─── Input records

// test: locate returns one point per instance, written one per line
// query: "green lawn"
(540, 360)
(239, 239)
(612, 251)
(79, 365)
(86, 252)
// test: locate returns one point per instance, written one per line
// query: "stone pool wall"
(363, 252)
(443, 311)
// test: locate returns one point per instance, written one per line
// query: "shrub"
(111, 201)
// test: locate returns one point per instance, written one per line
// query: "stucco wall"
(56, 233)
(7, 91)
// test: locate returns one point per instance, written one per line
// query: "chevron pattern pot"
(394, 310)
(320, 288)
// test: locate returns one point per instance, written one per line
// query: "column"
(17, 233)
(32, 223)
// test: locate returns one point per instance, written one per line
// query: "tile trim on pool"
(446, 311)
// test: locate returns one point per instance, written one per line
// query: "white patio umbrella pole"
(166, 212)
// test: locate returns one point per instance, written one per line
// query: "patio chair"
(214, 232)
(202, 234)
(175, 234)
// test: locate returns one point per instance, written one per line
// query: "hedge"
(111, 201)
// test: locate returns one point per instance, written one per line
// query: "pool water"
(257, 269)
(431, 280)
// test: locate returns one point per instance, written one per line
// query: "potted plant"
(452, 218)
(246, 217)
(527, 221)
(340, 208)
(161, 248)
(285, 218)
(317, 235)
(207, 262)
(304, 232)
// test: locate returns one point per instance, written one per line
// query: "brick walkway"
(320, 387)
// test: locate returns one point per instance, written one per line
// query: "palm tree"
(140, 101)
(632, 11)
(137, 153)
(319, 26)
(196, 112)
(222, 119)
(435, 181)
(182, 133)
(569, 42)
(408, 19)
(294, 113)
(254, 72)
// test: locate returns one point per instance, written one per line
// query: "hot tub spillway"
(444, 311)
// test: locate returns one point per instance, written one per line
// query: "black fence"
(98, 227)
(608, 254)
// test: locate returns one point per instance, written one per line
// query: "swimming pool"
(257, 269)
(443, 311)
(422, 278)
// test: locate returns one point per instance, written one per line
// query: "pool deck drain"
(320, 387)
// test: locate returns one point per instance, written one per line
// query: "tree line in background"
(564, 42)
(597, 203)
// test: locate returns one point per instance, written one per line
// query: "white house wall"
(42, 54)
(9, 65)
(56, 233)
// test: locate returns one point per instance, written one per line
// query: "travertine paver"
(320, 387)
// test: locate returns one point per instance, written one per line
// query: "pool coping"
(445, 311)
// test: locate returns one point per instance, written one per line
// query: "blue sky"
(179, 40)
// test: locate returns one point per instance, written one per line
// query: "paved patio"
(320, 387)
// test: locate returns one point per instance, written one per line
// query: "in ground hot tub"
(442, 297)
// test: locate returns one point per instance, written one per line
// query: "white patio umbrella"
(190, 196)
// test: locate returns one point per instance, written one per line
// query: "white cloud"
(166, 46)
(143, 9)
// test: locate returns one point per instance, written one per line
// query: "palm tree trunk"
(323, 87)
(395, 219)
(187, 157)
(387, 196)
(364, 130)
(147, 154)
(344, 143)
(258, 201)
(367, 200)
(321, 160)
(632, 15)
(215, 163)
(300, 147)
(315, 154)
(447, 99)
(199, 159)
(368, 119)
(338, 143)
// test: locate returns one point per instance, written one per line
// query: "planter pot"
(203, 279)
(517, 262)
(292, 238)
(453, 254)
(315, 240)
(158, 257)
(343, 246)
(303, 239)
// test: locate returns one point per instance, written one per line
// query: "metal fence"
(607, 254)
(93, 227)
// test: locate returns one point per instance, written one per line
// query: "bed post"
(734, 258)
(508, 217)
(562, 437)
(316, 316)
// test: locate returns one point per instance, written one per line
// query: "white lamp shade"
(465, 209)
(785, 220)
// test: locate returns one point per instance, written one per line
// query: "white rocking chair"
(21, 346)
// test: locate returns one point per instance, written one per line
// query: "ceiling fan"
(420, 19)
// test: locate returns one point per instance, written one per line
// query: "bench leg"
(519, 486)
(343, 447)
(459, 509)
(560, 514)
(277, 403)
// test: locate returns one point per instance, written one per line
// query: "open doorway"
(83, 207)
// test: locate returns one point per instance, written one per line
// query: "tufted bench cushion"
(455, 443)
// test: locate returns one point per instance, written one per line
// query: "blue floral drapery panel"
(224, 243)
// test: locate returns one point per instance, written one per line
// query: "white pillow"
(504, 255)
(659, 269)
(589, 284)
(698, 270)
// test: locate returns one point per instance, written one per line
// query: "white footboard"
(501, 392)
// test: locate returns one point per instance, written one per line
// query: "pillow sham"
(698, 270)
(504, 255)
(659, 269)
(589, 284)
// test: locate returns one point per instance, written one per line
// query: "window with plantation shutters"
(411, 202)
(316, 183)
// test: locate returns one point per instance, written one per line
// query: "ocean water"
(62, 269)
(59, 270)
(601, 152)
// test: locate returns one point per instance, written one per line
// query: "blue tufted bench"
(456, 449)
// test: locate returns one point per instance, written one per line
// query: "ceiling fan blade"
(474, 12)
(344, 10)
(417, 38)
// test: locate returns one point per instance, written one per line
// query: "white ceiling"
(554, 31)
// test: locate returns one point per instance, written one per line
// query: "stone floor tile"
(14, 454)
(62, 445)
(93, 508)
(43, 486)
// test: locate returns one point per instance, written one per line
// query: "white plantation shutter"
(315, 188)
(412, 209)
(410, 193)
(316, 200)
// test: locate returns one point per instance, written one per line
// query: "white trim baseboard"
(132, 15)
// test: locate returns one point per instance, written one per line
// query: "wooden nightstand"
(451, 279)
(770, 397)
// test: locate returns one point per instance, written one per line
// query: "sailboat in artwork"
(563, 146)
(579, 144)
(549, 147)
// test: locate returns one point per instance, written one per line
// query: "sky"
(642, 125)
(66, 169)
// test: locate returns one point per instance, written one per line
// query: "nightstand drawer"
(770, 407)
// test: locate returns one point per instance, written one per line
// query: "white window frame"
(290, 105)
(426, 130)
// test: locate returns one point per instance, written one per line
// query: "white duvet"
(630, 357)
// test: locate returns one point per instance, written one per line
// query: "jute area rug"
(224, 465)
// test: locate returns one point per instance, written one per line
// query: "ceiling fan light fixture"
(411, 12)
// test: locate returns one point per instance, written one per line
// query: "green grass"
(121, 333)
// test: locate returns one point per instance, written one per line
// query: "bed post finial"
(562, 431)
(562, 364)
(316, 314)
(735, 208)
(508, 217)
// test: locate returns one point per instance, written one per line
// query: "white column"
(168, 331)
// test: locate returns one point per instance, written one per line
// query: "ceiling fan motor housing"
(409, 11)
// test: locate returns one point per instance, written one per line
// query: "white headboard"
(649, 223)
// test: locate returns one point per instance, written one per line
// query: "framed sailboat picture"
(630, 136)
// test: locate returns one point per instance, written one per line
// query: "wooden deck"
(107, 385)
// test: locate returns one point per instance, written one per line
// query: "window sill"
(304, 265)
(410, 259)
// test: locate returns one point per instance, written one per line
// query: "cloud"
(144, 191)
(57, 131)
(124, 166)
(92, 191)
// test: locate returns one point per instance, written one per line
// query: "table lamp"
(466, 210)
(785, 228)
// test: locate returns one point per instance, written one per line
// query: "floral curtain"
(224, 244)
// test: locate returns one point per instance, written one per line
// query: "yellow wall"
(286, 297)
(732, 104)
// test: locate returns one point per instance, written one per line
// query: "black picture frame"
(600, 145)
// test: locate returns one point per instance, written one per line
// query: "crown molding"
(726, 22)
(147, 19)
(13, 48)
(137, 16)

──────

Exercise aim → Return each line of the data exactly as written above.

Answer to the problem →
// test: locate returns one point per instance, written one per line
// query: "green lawn"
(540, 360)
(239, 239)
(612, 251)
(79, 365)
(86, 252)
// test: locate returns one point per instance, written one per line
// query: "stone pool wall"
(363, 252)
(443, 311)
// test: locate returns one point per instance, written one per line
// query: "shrub"
(111, 201)
// test: locate returns one point per instance, written one per line
// query: "stucco wall"
(56, 233)
(7, 91)
// test: locate returns one point per instance, written one per line
// query: "chevron pattern pot"
(394, 310)
(320, 288)
// test: locate returns one point per instance, written one per line
// query: "column"
(17, 233)
(32, 223)
// test: locate returns one point per instance, written one per line
// query: "tile trim on pool"
(446, 311)
// test: locate returns one point per instance, written one per line
// query: "white patio umbrella pole"
(166, 212)
// test: locate returns one point per instance, written one per line
// query: "patio chair"
(214, 232)
(202, 234)
(175, 234)
// test: locate returns one point per instance, written one per line
// query: "hedge"
(111, 201)
// test: locate returns one point per instance, written one per line
// query: "pool water"
(257, 269)
(431, 280)
// test: locate returns one point per instance, written one per line
// query: "potted plant"
(452, 218)
(246, 217)
(527, 221)
(340, 208)
(161, 248)
(285, 218)
(317, 235)
(207, 262)
(304, 232)
// test: locate returns one point per instance, written one per line
// query: "brick walkway"
(320, 387)
// test: locate returns one point per instance, written one per line
// query: "palm tree"
(140, 101)
(632, 11)
(137, 153)
(319, 26)
(196, 112)
(222, 119)
(435, 181)
(182, 133)
(569, 42)
(408, 19)
(294, 113)
(254, 72)
// test: locate returns one point per instance, written one per line
// query: "hot tub spillway"
(444, 311)
// test: locate returns one point per instance, written one per line
// query: "black fence"
(98, 227)
(608, 254)
// test: locate returns one point per instance, written one per line
// query: "swimming pool"
(257, 269)
(443, 311)
(422, 278)
// test: locate returns one point per instance, written one per line
// query: "pool deck drain"
(320, 387)
// test: locate returns one point per instance, written one per line
// query: "tree line in background"
(564, 42)
(597, 203)
// test: locate returns one point per instance, written one per line
// query: "white house wall"
(42, 54)
(9, 65)
(56, 233)
// test: locate returns one point per instance, written one per line
// query: "travertine paver"
(320, 387)
// test: locate returns one point per instance, written one per line
// query: "pool coping"
(445, 311)
// test: locate returns one point per instance, written one per line
// query: "blue sky"
(179, 40)
// test: locate returns one point per instance, written one per line
// query: "paved patio"
(320, 387)
// test: locate returns one point per instance, written one per line
// query: "in ground hot tub"
(442, 297)
// test: locate returns one point per instance, written one per line
// query: "white patio umbrella"
(190, 196)
// test: locate returns one point per instance, written one per line
// query: "white cloud"
(166, 46)
(143, 9)
// test: locate returns one point per instance, written one per line
// query: "palm tree trunk"
(323, 87)
(395, 219)
(187, 157)
(387, 196)
(364, 130)
(147, 154)
(344, 143)
(258, 201)
(367, 200)
(321, 160)
(632, 15)
(215, 163)
(300, 147)
(315, 154)
(447, 99)
(199, 159)
(368, 119)
(338, 143)
// test: locate returns one point per instance, written one per line
// query: "planter pot"
(203, 279)
(517, 262)
(292, 238)
(453, 254)
(315, 240)
(158, 257)
(343, 246)
(303, 239)
// test: locate returns one point per instance, written one per line
// query: "metal fence"
(607, 254)
(93, 227)
// test: locate returns one point per instance, written one per line
// query: "bed post"
(734, 258)
(508, 217)
(562, 437)
(316, 316)
// test: locate returns one point per instance, written one per line
// query: "white lamp shade"
(465, 209)
(785, 220)
// test: locate returns one point per instance, written one per line
// query: "white rocking chair"
(21, 346)
// test: locate returns one point per instance, written one per line
// query: "ceiling fan"
(420, 19)
// test: locate returns one point per instance, written one per line
// query: "bench leg"
(519, 486)
(343, 447)
(459, 509)
(560, 514)
(277, 403)
// test: locate returns one point per instance, written one per line
// query: "open doorway"
(83, 207)
// test: locate returns one point per instance, written one per line
// query: "tufted bench cushion"
(455, 443)
// test: locate returns one point per instance, written one per line
// query: "blue floral drapery panel"
(224, 243)
// test: locate returns one point per instance, written one per line
// query: "white pillow"
(504, 255)
(659, 269)
(589, 284)
(698, 270)
// test: locate returns one point per instance, written one per line
// query: "white footboard"
(501, 392)
// test: locate returns one point per instance, written one per line
// query: "pillow sham"
(698, 270)
(504, 255)
(659, 269)
(589, 284)
// test: locate returns one point per instance, written one per line
// query: "window with plantation shutters"
(411, 202)
(316, 183)
// test: locate returns one point per instance, written one per line
// query: "ocean water"
(62, 269)
(59, 270)
(601, 152)
// test: locate returns one point per instance, written one per line
// query: "blue tufted bench"
(456, 449)
// test: locate returns one point per instance, written one per line
// query: "ceiling fan blade"
(474, 12)
(344, 10)
(417, 38)
// test: locate returns one point per instance, written one per line
// query: "white ceiling"
(554, 31)
// test: locate returns one point per instance, written one per line
// query: "stone floor tile"
(14, 454)
(62, 445)
(93, 508)
(43, 486)
// test: locate returns one point per instance, written one per line
// query: "white plantation shutter"
(315, 188)
(412, 209)
(410, 193)
(316, 200)
// test: locate returns one point per instance, written one per line
// query: "white trim baseboard"
(132, 15)
// test: locate returns one point per instance, written one per line
// query: "wooden nightstand"
(451, 279)
(770, 397)
// test: locate returns one point per instance, written one per line
// query: "sailboat in artwork"
(563, 146)
(579, 144)
(549, 147)
// test: locate returns one point per instance, written one per line
// query: "sky"
(642, 125)
(66, 169)
// test: locate returns one point per instance, written one per line
// query: "nightstand drawer"
(770, 407)
// test: locate returns one point per instance, written one per line
// query: "white window frame"
(290, 105)
(426, 130)
// test: locate returns one point per instance, written one per line
// query: "white duvet"
(630, 357)
// test: locate returns one point per instance, written one per line
// query: "jute area rug"
(224, 465)
// test: locate returns one point per instance, written one per line
// query: "ceiling fan light fixture"
(411, 12)
// test: locate returns one point per instance, written one per line
// query: "green grass"
(121, 333)
// test: locate returns one point per instance, written one per line
// query: "bed post finial"
(562, 431)
(562, 364)
(316, 314)
(735, 208)
(508, 217)
// test: locate returns one point per instance, written one per line
// query: "white column"
(168, 331)
// test: locate returns one point per instance, written one per line
// query: "ceiling fan motor housing"
(409, 11)
// test: locate returns one point per instance, written one per line
// query: "white headboard"
(649, 223)
// test: locate returns one point per instance, written one per line
// query: "framed sailboat picture"
(630, 136)
// test: locate returns one point per instance, written one per line
// query: "wooden deck"
(107, 385)
// test: locate returns one point per instance, written one per line
// query: "window sill"
(304, 265)
(410, 259)
// test: locate returns one point per instance, written one per line
// query: "cloud"
(144, 191)
(57, 131)
(124, 166)
(92, 191)
// test: locate returns one point per instance, written one per line
// query: "table lamp"
(466, 210)
(785, 228)
// test: locate returns one point per instance, written one per line
// query: "floral curtain"
(224, 244)
// test: locate returns one point per instance, written one per line
// query: "yellow wall"
(286, 297)
(732, 104)
// test: locate returns one point per instance, written one per line
// query: "black picture frame"
(600, 145)
// test: locate returns one point per instance, written one per line
// query: "crown molding"
(726, 22)
(147, 19)
(13, 48)
(137, 16)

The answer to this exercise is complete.